[start]
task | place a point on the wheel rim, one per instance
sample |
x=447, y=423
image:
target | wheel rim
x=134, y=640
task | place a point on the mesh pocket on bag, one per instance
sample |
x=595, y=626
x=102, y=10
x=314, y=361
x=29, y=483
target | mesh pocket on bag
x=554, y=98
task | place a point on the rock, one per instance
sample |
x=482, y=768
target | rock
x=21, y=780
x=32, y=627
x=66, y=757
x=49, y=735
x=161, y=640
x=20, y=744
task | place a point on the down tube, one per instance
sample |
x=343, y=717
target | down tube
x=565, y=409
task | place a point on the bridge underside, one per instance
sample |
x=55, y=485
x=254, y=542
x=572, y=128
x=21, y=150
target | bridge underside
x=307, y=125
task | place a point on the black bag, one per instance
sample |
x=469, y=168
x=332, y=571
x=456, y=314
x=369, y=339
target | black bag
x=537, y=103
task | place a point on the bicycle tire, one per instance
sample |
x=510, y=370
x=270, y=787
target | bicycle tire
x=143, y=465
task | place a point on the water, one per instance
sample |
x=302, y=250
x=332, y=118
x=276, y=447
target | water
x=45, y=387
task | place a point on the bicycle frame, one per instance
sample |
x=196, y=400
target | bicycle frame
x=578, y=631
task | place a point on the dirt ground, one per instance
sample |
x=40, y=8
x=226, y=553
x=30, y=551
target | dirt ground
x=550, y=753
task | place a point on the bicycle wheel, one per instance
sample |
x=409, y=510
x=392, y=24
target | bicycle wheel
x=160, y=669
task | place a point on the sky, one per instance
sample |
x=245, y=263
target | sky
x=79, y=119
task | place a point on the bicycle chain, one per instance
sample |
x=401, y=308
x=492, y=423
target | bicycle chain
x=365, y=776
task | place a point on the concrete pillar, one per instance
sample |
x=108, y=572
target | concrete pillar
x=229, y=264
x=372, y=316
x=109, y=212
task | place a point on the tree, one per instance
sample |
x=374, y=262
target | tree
[end]
Goal: Copy all of the data above line for line, with no changes.

Response below:
task | place a point on the wheel rim, one per instance
sample |
x=447, y=423
image:
target | wheel rim
x=134, y=640
task | place a point on the mesh pocket on bag, one per instance
sample |
x=595, y=626
x=102, y=10
x=314, y=361
x=29, y=483
target | mesh pocket on bag
x=554, y=98
task | place a point on the rock, one per instance
sample |
x=482, y=768
target | rock
x=21, y=780
x=32, y=627
x=66, y=757
x=49, y=735
x=161, y=640
x=20, y=744
task | place a point on the down tube, one per instance
sample |
x=343, y=717
target | down tube
x=565, y=409
task | place a point on the bridge underside, one per instance
sample |
x=55, y=485
x=254, y=542
x=572, y=128
x=21, y=150
target | bridge underside
x=307, y=125
task | place a point on the black bag, one per instance
sample |
x=469, y=168
x=332, y=571
x=456, y=314
x=369, y=339
target | black bag
x=537, y=103
task | place a point on the bicycle tire, one per instance
sample |
x=510, y=370
x=270, y=787
target | bicycle tire
x=143, y=465
task | place a point on the water, one per instance
sample |
x=302, y=250
x=332, y=118
x=276, y=447
target | water
x=45, y=387
task | place a point on the bicycle frame, one per instance
sample |
x=196, y=400
target | bicycle frame
x=578, y=631
task | place a point on the dirt ground, one per instance
sample |
x=40, y=8
x=226, y=553
x=30, y=551
target | dirt ground
x=550, y=753
task | place a point on the bicycle wheel, one per instance
sample |
x=409, y=510
x=392, y=24
target | bicycle wheel
x=160, y=669
task | place a point on the sky, one per instance
sample |
x=245, y=263
target | sky
x=79, y=119
task | place a point on the bicycle chain, one per instance
sample |
x=401, y=308
x=492, y=423
target | bicycle chain
x=365, y=776
task | place a point on the concrete pillar, one per instance
sample |
x=108, y=572
target | concrete pillar
x=229, y=264
x=372, y=316
x=109, y=212
task | place a point on the tree, one per instance
sample |
x=374, y=262
target | tree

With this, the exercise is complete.